* _GOAL OF THE EXERCISE_:
Please copy the entries below with "even-odd rule" swapped for "nonzero winding rule" and every other part left unchanged.

* _EXERCISE MATERIAL_:
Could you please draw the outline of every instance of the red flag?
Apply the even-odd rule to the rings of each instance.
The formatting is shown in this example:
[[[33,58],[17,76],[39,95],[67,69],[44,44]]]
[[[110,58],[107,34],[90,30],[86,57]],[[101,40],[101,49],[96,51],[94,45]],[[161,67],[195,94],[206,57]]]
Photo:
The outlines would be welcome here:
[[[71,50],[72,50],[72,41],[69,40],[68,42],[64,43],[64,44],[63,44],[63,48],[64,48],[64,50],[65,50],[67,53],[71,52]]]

* _REPLY_:
Could you please draw the outline of every instance of the red flag?
Apply the nonzero winding rule to the rings of each instance.
The formatting is shown in this example:
[[[33,58],[17,76],[39,95],[67,69],[44,44]]]
[[[110,58],[107,34],[90,30],[86,57]],[[101,40],[101,49],[96,51],[94,45]],[[161,67],[195,94],[206,57]]]
Photo:
The outlines would be welcome here:
[[[71,50],[72,50],[72,41],[69,40],[68,42],[64,43],[64,44],[63,44],[63,48],[64,48],[64,50],[65,50],[67,53],[71,52]]]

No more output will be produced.